Records excerpted from a collection:
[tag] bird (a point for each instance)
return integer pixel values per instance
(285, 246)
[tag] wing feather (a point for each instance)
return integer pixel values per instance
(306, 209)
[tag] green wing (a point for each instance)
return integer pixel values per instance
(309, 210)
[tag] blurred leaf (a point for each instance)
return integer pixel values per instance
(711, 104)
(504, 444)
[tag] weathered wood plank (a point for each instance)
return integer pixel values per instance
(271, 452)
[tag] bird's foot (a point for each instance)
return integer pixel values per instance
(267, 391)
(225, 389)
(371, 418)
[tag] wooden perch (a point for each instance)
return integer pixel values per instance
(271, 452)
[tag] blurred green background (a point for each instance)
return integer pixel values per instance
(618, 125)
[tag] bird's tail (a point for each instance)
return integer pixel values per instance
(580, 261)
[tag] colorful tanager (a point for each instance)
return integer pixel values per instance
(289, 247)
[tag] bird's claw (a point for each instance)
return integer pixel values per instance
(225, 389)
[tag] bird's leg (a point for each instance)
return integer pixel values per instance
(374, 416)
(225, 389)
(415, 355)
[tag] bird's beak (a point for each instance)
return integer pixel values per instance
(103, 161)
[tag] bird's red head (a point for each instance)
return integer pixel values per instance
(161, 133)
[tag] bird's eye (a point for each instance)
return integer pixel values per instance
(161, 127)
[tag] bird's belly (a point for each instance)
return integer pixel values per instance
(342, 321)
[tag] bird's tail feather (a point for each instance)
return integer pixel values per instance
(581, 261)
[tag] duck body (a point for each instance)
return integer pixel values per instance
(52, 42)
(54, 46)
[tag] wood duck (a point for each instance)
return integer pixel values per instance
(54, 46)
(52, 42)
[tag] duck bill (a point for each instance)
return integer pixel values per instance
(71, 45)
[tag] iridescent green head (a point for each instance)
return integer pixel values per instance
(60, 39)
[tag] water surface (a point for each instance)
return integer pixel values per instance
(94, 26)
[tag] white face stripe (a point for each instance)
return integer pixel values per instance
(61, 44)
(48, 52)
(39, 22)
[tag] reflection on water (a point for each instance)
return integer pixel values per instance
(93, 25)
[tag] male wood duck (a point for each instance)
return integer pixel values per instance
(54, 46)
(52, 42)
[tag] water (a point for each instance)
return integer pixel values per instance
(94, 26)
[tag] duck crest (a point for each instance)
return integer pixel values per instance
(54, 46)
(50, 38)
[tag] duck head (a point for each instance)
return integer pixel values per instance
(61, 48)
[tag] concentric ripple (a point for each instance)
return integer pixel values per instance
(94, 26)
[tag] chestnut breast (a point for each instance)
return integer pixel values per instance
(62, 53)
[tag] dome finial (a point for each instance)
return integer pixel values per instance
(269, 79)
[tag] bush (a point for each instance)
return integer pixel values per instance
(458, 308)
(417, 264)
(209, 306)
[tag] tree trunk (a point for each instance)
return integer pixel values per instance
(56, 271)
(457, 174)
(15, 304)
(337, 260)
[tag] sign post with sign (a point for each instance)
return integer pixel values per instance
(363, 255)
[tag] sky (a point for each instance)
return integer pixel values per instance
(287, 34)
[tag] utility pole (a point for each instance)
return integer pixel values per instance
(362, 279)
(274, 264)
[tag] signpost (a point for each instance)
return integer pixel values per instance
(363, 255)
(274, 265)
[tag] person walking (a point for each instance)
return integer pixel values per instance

#### [What you have to do]
In the entries above, find the line with "[tag] tree trunk (a point for each instance)" and the line with "[tag] utility pole", then restate word for word both of them and every line between, with nothing more.

#### [Answer area]
[tag] tree trunk (a point for each instance)
return integer pixel values per instance
(56, 271)
(457, 174)
(15, 304)
(337, 260)
[tag] sign post with sign (a point for each instance)
return integer pixel values per instance
(363, 255)
[tag] sky (a point for each instance)
return integer pixel values per instance
(287, 34)
[tag] utility pole (a point for each instance)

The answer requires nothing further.